The Princeton Review’s recently published "Best 172 Law Schools" college guide ranked the William S. Richardson School of Law as offering the "Best Environment for Minority Students." The law school also placed second as the school "Most Chosen by Older Students" and fifth in the "Most Diverse Faculty" category.

The review’s rankings are based on surveys of 18,000 students attending 172 law schools and on school-reported data during the last three academic years.

I have been an attorney in Hawaii since 1975 and am a graduate of the University of Michigan Law School so I have an objective view of the UH Law School. I can say without reservation that I agree with these accolades for the UH Law School and I believe that it deserves _ particularly under the brilliant stewardship of Dean Aviam Soifer _ that the law school deserves even more praise as one of the hidden gems on the American legal scene.

Justice is the most important goal of man on earth and our country is founded out of revolution and a search for a just society. The law will always be a controversial subject because it involves justice and that is always a controversial and somewhat fickle subject. What is justice to one side of a dispute is not justice to the other. And in the end, the public judges what the justice system is doing and the public is a changing mix of attitudes and ideas and opinions. But justice depends on a set of laws and rules that can be enforced in courts with competent and fair judges of the law and citizen juries. The UH Law School admirably contributes to the scholarship and training of practitioners who will participate in the seeking of justice.

Of the three great professions – Religion, Medicine and Law – Medicine answers to science and Religion answers to faith and a higher power while law answers to the people and that can be a difficult and varying standard that changes frequently and is always and inherently controversial.

In Hawaii the graduates of the William S. Richardson School of Law are as good, and often better, than the attorneys from the Ivy League schools like Harvard or Yale. Congratulations to Dean Soifer, the brilliant faculty that he has assembled and that he nurtures and inspires and to as fine a student body as you will find at any law school.

What the exercise asks:
In the letter praising the UH law school, which category did the school place fifth in?

Record extracts:
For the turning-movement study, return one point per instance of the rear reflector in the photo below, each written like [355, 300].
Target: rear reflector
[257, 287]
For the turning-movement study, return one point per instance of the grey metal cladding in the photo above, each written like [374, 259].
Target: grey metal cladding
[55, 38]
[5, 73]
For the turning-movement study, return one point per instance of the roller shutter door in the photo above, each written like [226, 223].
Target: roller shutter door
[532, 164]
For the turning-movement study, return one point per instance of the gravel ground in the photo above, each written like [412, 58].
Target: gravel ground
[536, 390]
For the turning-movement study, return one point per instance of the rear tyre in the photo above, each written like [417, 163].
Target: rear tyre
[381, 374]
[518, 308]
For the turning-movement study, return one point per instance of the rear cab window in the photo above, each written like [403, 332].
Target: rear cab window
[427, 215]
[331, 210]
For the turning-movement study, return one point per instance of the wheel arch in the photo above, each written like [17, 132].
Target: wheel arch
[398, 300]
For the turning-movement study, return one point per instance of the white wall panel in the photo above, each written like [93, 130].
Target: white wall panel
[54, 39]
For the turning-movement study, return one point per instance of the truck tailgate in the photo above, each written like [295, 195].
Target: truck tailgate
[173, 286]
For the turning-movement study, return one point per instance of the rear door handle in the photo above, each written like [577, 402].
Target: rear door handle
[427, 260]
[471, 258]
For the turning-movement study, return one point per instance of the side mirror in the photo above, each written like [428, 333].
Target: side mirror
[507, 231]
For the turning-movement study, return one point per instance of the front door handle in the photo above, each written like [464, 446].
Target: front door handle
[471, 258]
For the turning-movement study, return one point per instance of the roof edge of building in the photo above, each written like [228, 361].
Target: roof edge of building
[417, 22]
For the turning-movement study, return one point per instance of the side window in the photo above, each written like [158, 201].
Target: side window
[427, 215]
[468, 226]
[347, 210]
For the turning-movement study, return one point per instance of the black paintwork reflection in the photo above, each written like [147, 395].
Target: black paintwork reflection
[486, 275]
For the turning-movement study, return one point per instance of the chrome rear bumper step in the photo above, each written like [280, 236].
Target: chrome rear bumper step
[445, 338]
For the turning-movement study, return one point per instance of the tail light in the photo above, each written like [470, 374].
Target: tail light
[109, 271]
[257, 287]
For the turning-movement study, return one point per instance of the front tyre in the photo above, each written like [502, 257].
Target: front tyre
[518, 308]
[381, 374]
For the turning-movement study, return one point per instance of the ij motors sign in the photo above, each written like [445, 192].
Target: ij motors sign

Task result:
"Most Diverse Faculty"